━━ 节选文本

修改hadoop103,hadoop104的myid配置

hadoop103 对应3
hadoop104 对应4

脚本

cd /home/hadoop/bin
vim zk.sh

#!/bin/bash

# 设置JAVA_HOME和更新PATH环境变量
export JAVA_HOME=/opt/module/jdk
export PATH=$PATH:$JAVA_HOME/bin

# 检查输入参数
if [ $# -ne 1 ]; then
    echo "用法: $0 {start|stop|status}"
    exit 1
fi

# 执行操作
case "$1" in
    start)
        echo "---------- Zookeeper 启动 ------------"
        /opt/module/zookeeper/bin/zkServer.sh start
        ssh hadoop103 "export JAVA_HOME=/opt/module/jdk; export PATH=\$PATH:\$JAVA_HOME/bin; /opt/module/zookeeper/bin/zkServer.sh start"
        ssh hadoop104 "export JAVA_HOME=/opt/module/jdk; export PATH=\$PATH:\$JAVA_HOME/bin; /opt/module/zookeeper/bin/zkServer.sh start"
        ;;
    stop)
        echo "---------- Zookeeper 停止 ------------"
        /opt/module/zookeeper/bin/zkServer.sh stop
        ssh hadoop103 "export JAVA_HOME=/opt/module/jdk; export PATH=\$PATH:\$JAVA_HOME/bin; /opt/module/zookeeper/bin/zkServer.sh stop"
        ssh hadoop104 "export JAVA_HOME=/opt/module/jdk; export PATH=\$PATH:\$JAVA_HOME/bin; /opt/module/zookeeper/bin/zkServer.sh stop"
        ;;
    status)
        echo "---------- Zookeeper 状态 ------------"
        /opt/module/zookeeper/bin/zkServer.sh status
        ssh hadoop103 "export JAVA_HOME=/opt/module/jdk; export PATH=\$PATH:\$JAVA_HOME/bin; /opt/module/zookeeper/bin/zkServer.sh status"
        ssh hadoop104 "export JAVA_HOME=/opt/module/jdk; export PATH=\$PATH:\$JAVA_HOME/bin; /opt/module/zookeeper/bin/zkServer.sh status"

━━━━
━━ 所给数据

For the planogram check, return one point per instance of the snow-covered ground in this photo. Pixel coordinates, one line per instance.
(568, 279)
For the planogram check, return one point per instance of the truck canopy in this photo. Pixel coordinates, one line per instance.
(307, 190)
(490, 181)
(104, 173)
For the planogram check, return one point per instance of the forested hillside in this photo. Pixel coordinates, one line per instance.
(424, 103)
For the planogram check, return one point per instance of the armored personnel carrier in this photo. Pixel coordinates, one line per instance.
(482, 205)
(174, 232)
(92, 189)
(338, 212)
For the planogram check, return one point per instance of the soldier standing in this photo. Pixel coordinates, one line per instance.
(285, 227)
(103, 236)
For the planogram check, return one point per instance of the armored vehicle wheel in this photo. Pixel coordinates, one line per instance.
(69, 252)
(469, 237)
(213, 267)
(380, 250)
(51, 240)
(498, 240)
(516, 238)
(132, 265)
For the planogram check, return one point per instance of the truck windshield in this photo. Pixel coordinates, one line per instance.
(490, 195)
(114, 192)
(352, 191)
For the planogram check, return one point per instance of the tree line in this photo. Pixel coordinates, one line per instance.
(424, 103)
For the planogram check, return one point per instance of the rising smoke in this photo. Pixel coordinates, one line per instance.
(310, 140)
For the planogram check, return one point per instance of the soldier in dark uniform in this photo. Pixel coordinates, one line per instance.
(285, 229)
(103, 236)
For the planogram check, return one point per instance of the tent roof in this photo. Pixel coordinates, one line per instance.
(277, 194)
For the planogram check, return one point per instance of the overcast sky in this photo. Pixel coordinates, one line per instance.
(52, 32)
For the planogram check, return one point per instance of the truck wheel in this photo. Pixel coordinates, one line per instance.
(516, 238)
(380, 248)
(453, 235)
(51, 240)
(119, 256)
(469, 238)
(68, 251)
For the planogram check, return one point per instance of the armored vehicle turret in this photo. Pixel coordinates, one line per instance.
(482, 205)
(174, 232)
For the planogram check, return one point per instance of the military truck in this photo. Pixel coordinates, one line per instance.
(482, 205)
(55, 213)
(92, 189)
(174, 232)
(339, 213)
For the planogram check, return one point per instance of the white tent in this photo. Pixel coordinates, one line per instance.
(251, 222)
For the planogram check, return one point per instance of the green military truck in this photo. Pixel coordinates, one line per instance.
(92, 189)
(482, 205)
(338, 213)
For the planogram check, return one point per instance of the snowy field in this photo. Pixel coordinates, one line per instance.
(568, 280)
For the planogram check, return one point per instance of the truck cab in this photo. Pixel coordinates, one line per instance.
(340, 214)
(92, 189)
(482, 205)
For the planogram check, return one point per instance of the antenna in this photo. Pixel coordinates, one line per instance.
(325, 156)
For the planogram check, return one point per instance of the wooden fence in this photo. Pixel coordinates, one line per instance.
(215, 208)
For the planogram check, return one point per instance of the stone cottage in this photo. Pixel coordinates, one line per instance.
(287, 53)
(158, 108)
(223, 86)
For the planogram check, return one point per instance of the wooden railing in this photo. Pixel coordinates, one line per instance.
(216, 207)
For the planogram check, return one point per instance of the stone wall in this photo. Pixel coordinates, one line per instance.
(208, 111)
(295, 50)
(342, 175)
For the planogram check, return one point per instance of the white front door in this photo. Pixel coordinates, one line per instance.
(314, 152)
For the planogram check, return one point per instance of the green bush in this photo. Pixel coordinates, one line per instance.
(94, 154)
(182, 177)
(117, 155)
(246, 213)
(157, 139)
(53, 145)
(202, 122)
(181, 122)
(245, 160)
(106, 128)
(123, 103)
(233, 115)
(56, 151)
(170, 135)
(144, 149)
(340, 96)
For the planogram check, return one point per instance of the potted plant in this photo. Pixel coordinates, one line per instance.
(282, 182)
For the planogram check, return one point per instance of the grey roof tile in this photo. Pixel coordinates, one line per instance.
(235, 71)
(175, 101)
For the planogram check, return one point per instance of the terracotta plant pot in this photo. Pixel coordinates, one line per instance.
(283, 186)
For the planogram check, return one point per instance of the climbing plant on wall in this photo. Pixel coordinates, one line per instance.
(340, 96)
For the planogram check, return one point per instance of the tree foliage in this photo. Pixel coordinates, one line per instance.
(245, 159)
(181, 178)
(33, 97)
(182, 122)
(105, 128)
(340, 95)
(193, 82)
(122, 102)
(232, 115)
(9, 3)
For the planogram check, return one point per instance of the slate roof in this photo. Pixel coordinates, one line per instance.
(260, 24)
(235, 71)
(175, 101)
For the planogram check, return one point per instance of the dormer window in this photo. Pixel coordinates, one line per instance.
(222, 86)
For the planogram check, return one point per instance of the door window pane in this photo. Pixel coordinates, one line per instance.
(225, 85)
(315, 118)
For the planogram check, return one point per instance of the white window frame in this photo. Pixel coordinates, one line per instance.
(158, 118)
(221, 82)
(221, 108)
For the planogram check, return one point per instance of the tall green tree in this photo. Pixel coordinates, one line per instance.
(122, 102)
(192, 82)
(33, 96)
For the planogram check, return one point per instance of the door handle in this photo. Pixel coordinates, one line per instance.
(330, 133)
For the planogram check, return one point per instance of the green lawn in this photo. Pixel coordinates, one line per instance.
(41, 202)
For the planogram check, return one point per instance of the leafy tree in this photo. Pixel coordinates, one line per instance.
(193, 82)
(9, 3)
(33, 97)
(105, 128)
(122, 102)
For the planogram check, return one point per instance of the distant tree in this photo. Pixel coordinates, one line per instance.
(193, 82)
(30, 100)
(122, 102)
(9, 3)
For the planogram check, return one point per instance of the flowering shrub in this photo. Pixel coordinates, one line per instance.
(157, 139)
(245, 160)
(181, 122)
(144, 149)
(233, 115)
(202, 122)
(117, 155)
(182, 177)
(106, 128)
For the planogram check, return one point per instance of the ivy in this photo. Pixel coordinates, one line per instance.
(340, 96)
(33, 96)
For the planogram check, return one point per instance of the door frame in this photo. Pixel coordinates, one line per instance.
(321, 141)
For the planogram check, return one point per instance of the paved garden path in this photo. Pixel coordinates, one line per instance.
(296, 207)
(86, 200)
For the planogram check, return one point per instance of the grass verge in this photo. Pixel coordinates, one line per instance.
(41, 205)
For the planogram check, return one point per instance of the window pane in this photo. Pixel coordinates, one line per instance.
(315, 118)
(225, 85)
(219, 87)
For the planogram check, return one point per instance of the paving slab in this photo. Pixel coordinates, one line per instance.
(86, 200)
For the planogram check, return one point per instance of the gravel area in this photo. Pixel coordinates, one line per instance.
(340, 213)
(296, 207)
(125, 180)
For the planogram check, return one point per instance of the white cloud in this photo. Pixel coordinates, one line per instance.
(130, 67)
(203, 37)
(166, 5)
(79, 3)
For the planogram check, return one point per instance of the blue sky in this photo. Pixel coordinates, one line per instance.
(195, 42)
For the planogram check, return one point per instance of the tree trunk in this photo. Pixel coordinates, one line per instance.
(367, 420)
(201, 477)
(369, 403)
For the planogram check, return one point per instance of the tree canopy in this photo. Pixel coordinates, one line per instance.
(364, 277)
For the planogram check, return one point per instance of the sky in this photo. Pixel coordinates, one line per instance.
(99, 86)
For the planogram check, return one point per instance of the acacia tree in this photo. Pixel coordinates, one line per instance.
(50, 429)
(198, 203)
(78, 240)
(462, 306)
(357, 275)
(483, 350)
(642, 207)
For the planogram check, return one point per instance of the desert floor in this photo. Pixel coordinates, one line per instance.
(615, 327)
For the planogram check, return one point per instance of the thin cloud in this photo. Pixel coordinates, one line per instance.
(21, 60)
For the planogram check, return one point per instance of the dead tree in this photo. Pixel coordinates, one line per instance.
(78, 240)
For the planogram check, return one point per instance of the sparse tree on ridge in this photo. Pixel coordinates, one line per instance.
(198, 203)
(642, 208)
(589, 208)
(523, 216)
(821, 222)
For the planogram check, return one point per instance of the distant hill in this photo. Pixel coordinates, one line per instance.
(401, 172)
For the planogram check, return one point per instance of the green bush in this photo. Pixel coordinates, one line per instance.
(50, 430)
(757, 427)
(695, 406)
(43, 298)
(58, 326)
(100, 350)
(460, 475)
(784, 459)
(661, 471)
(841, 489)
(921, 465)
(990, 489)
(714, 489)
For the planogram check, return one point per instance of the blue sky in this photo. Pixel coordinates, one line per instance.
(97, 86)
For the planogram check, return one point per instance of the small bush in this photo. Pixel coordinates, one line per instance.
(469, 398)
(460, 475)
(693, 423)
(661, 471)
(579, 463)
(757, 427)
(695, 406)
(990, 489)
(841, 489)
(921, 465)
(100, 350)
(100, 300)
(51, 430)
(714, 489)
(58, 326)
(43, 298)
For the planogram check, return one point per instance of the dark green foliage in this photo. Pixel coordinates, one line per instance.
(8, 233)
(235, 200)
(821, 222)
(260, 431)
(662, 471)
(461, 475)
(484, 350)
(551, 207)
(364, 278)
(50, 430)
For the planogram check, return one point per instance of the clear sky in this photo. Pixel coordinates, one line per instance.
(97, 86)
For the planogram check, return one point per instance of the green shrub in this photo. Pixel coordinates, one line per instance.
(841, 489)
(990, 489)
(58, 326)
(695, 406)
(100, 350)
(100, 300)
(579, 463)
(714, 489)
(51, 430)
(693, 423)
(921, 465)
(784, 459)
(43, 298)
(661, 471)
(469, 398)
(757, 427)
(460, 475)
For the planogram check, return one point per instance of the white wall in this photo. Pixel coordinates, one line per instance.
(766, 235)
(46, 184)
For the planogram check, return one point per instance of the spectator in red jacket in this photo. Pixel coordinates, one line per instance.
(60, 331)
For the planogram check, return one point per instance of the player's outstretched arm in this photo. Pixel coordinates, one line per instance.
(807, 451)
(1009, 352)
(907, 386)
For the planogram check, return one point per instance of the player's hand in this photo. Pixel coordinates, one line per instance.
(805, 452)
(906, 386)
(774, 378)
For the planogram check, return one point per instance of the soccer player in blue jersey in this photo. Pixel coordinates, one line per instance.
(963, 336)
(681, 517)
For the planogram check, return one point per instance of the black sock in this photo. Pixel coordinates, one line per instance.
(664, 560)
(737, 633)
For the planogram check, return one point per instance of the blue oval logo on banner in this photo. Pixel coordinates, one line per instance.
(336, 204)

━━━━

任务列表:
- a) 根据 Zookeeper 配置节选，回答下列问题：
(i) hadoop104 的 myid 应配置为多少？
(ii) 脚本文件叫什么名字，在哪个目录下编辑？
(iii) 输入参数个数不等于 1 时，脚本输出什么内容，又以什么状态退出？
- b) 从 Zookeeper 配置节选停下的地方往下写。

练习答案:
- a)
(i) 4
(ii) zk.sh，在 /home/hadoop/bin 目录下
(iii) 输出"用法: $0 {start|stop|status}"，并以 exit 1 退出

- b)
        ;;
    *)
        echo "未知命令: $1"
        echo "用法: $0 {start|stop|status}"
        exit 2
        ;;
esac

Untitled

kafka

解压和修改名

tar -zxvf kafka_2.12-3.3.1.tgz  -C /opt/module/
mv kafka_2.12-3.3.1/ kafka

配置

xedit server.properties

添加
advertised.listeners=PLAINTEXT://hadoop102:9092

修改
log.dirs=/opt/module/kafka/datas
zookeeper.connect=hadoop102:2181,hadoop103:2181,hadoop104:2181

环境变量

#KAFKA_HOME
export KAFKA_HOME=/opt/module/kafka
export PATH=$PATH:$KAFKA_HOME/bin

记得刷新

分发

xsync kafka/

修改hadoop103/104的配置文件

[hadoop@hadoop103 module]$ vim kafka/config/server.properties
修改:
# The id of the broker. This must be set to a unique integer for each broker.
broker.id=1
#broker对外暴露的IP和端口 (每个节点单独配置)
advertised.listeners=PLAINTEXT://hadoop103:9092

[hadoop@hadoop104 module]$ vim kafka/config/server.properties
修改:
# The id of the broker. This must be set to a unique integer for each broker.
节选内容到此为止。